___ DOCUMENT TEXT

In this new context, judgments by the IRS and the courts as to what constitutes a medical expense don't just affect taxpayers suffering extremely high expenses relative to their income, but all workers who participate in a cafeteria plan and anticipate being able to "flex" their health-related expenses.

So what is a "medical expense" under the IRS code?

IRS regulations define medical care expenses as "expenses incurred for the diagnosis, cure, mitigation, treatment or prevention of disease" as well as expenses "paid for the purpose of affecting any structure or function of the body." The language sounds generous, but it has been interpreted with great parsimony and shortsightedness.

Expenses incurred to enhance or preserve general health -- such as breast-feeding -- are not considered medical expenses. A taxpayer can only deduct or flex an expense if she can show that the expense was incurred to prevent the existence or imminent probability of a particular defect or illness. Thus, in order to claim a breast pump as a medical expense, a new mother would have to establish that her child lacked sufficient muscle control to nurse, or that her breast was infected or was otherwise wounded in a way that precluded nursing. Being a working woman and wanting to provide to one's infant the most healthful (and cost-effective) imunological boost possible would not suffice.

In a similar vein, a patient who, upon a physician's recommendation, embarked on a weight-loss or smoking-cessation program to improve her general health would not be able to deduct or flex that expense. The cost of the program would only be considered a medical expense if the patient already suffered from cancer or asthma, or could establish the imminent probability of the onset of a smoking- or obesity-related disease. The simple fact that losing weight, quitting smoking and breast-feeding are all measures that improve health and reduce healthcare costs is irrelevant to the Internal Revenue Service's analysis.

The agency's crabbed definition of medical expenses is particularly nonsensical given the emphasis placed on preventive care by both private and governmental actors. Health maintenance organizations justify their continued growth by touting the increased attention to preventive care that patients enjoy in HMOs as opposed to fee-for-service plans. The surgeon general, commenting on the Health and Human Services white paper for improving public health in the next 10 years, said that the report details "what can be done through life style change and preventive care." Clearly, preventive care is at the forefront of this country's effort to improve overall health while curbing runaway health costs. Why, then, would our tax policy thwart, rather than encourage, this effort?

______
___ SOURCE MATERIAL

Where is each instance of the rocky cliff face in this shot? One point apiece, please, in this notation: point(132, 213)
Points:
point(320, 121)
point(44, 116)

______

§ REQUIRED ACTIONS
1. In the passage on IRS medical expenses, list every activity that the first quoted IRS definition names before the words "of disease".
2. Continue the passage on IRS medical expenses from the point where it stops.

§ TASK-BY-TASK RESULTS
1. diagnosis, cure, mitigation, treatment, prevention

2.
One legislator has noticed this anomaly. Rep. Carolyn Maloney, D-N.Y., has introduced a bill called the Breast-feeding Promotion Act, which would amend Section 213's definition of medical care to include breast pumps and breast-feeding consultation services. This is a good start. Working mothers who wish to breast-feed should be encouraged, not discouraged. They should benefit from tax incentives, not confront disincentives.

But the bill should be viewed as a conversation starter, not an endpoint. Now that we are thinking of good preventive care for infants, we should continue thinking about good preventive care for adults as well. Adults who incur expenses in an effort to lose weight, quit smoking and improve their general health are entitled to view those expenses as medical ones.

It is in the public interest to provide financial incentives to individuals attempting to improve their health in a way that will forestall future costly healthcare interventions. Section 213's definition of what constitutes a medical expense needs to be broadened to include preventive care that has been empirically proven to improve individual health and lower overall consumption of scarce healthcare resources -- like breast-feeding.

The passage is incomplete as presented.